DOCUMENT TEXT ->
▬▬▬▬▬▬▬▬▬▬

# banana mix wine



## hounddawg (Feb 23, 2020)

132 lbs bananas with skins on, now thawing, 30 lbs granny smith apples now thawing, 35 lbs. jumbo golden raisins now thawing, 10.5 gallons apple juice and 1 quart pineapple juice, once thawed and mixed, will establish SSG, will be adding pectic enzyme, yeast nutrient, checking ph. adding EC-1118 ,
Dawg


----------



## Wolfhound (Feb 23, 2020)

I’m in the process of saving up my bananas now. I’m shooting for 80lbs for a 5 gallon batch. 

I’m interested to see how yours turns out.


----------



## hounddawg (Feb 24, 2020)

at anytime i am open to tips and so on,
Dawg


----------



## hounddawg (Feb 24, 2020)

added pectic enzyme, and turned heat up to 80 degree F, it is still to cold to pitch yeast, i believe by tomorrow i will take must temperature again, once i hit upper 50's EC-1118 should be able to start to work, so come morning i plan to pitch yeast and yeast nutrient, soon as everything gets to percolating i'll check ph level,


----------



## dralarms (Feb 24, 2020)

hounddawg said:


> added pectic enzyme, and turned heat up to 80 degree F, it is still to cold to pitch yeast, i believe by tomorrow i will take must temperature again, once i hit upper 50's EC-1118 should be able to start to work, so come morning i plan to pitch yeast and yeast nutrient, soon as everything gets to percolating i'll check ph level,




Turn that heater off, dang. Let it thaw naturally.


----------



## hounddawg (Feb 24, 2020)

dralarms said:


> Turn that heater off, dang. Let it thaw naturally.



no, no, no, i let it thaw slowly, what i meant is now in ferment barrel for 48 hours and it is still to cold to pitch, but i bet you'r still right, i'll let my must warm up slowly, you know if left alone i'd be in a mess, thank you. i just got over anxious to start, i forgot the first rule of good wine patience above all, 
Dawg


----------



## dralarms (Feb 24, 2020)

hounddawg said:


> no, no, no, i let it thaw slowly, what i meant is now in ferment barrel for 48 hours and it is still to cold to pitch, but i bet you'r still right, i'll let my must warm up slowly, you know if left alone i'd be in a mess, thank you. i just got over anxious to start, i forgot the first rule of good wine patience above all,
> Dawg


The longer it takes to thaw the more juice you’ll get.

▬▬▬▬▬▬▬▬▬▬

(Point localization data)
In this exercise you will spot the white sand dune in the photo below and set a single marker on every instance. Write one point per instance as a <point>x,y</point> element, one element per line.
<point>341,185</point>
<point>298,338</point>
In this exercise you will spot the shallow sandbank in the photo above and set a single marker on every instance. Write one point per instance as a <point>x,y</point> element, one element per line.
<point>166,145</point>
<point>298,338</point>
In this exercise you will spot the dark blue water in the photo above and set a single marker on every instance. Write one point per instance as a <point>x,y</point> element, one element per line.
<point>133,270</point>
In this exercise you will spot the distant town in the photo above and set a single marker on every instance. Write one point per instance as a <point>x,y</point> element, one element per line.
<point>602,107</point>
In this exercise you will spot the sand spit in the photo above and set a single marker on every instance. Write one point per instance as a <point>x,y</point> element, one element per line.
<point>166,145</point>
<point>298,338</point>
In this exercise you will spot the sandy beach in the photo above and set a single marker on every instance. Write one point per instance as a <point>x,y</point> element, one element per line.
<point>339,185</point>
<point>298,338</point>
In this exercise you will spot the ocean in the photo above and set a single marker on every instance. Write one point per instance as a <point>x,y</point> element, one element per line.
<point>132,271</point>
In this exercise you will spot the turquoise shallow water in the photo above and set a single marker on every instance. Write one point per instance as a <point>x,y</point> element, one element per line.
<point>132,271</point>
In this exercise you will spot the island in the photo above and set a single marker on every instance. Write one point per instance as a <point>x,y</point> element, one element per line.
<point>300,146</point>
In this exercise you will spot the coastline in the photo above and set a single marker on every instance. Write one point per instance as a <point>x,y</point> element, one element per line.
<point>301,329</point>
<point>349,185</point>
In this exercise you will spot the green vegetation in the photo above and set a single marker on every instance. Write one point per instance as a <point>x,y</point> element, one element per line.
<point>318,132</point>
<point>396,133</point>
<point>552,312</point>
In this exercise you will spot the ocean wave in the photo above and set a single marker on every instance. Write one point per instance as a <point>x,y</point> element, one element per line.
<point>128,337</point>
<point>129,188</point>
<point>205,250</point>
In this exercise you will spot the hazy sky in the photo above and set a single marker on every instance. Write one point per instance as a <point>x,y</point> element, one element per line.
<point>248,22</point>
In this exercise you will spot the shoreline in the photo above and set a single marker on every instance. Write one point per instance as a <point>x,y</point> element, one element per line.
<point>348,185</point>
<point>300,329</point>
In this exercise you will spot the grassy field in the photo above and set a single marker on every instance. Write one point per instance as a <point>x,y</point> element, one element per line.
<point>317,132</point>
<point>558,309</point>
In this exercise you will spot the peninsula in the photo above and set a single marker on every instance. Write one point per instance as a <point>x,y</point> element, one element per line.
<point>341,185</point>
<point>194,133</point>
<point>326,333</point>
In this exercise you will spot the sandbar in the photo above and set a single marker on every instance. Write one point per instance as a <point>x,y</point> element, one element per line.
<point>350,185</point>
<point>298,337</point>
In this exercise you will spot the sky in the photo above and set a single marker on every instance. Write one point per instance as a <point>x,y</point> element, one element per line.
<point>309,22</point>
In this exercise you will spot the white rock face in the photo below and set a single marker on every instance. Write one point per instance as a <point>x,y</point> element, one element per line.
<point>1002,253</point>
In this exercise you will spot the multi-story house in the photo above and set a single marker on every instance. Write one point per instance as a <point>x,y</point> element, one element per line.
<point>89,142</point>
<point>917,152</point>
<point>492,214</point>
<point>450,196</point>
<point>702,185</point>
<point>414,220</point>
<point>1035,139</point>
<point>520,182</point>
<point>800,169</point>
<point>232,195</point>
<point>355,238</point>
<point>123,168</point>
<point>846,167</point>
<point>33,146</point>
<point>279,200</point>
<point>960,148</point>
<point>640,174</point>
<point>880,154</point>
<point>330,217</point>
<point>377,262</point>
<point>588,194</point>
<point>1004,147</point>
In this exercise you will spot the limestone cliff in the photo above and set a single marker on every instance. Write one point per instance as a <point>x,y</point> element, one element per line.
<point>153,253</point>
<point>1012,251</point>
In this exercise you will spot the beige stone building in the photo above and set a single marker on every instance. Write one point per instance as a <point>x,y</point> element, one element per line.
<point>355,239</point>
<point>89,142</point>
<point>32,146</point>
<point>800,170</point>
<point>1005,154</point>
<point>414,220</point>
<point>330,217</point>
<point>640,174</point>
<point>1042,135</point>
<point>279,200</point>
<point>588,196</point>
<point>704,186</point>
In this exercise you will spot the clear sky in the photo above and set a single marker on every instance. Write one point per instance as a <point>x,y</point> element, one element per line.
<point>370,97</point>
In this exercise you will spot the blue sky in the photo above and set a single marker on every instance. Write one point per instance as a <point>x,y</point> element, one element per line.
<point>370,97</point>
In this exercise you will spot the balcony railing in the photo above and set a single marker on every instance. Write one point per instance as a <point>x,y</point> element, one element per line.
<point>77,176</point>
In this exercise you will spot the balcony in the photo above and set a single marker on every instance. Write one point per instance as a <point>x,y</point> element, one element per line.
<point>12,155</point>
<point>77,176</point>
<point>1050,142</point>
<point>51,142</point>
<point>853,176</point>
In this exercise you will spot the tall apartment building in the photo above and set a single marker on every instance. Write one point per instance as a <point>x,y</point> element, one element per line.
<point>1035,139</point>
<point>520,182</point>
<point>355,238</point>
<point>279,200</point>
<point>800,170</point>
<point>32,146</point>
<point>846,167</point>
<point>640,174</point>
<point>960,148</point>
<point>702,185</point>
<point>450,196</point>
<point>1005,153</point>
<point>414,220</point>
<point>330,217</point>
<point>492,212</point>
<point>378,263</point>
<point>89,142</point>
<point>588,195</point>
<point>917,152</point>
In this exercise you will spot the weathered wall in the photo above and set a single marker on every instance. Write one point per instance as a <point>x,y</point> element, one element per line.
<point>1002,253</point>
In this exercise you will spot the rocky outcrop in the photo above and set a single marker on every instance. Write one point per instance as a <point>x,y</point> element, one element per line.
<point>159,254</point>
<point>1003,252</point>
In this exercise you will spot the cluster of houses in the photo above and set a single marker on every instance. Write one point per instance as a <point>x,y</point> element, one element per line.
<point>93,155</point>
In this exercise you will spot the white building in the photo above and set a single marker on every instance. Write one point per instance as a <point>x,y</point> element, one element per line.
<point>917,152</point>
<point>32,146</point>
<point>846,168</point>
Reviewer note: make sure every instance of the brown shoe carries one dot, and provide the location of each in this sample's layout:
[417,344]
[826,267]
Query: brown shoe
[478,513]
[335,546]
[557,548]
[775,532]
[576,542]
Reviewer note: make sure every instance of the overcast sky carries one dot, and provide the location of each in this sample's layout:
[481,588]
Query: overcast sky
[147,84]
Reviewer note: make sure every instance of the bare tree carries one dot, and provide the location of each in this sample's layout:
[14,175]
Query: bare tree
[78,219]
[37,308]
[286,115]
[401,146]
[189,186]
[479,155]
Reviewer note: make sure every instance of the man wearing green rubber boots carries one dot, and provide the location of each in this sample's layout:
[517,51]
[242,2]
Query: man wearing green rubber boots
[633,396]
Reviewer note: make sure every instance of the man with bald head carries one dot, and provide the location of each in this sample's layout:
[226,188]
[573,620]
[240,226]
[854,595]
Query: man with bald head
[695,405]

▬▬▬▬▬▬▬▬▬▬

ACTIVITIES ->
1. From the banana wine thread, extract the passage from "132 lbs bananas" up to and including "Wolfhound (Feb 23, 2020)".
2. In the banana wine thread, how many pounds of bananas is Wolfhound aiming to save for a 5 gallon batch?
3. Say whether each statement agrees with the banana wine thread, answering yes or no and quoting the deciding words: (a) hounddawg's batch includes 30 lbs of granny smith apples. (b) dralarms advises turning the heater up to speed the thaw. (c) The must had been in the ferment barrel for 72 hours when it was still too cold to pitch.

EXPECTED RESULTS ->
1.
132 lbs bananas with skins on, now thawing, 30 lbs granny smith apples now thawing, 35 lbs. jumbo golden raisins now thawing, 10.5 gallons apple juice and 1 quart pineapple juice, once thawed and mixed, will establish SSG, will be adding pectic enzyme, yeast nutrient, checking ph. adding EC-1118 ,
Dawg


----------



## Wolfhound (Feb 23, 2020)

2. 80 lbs.

3.
(a) Yes: "30 lbs granny smith apples now thawing"
(b) No: "Turn that heater off, dang. Let it thaw naturally."
(c) No: "now in ferment barrel for 48 hours and it is still to cold to pitch"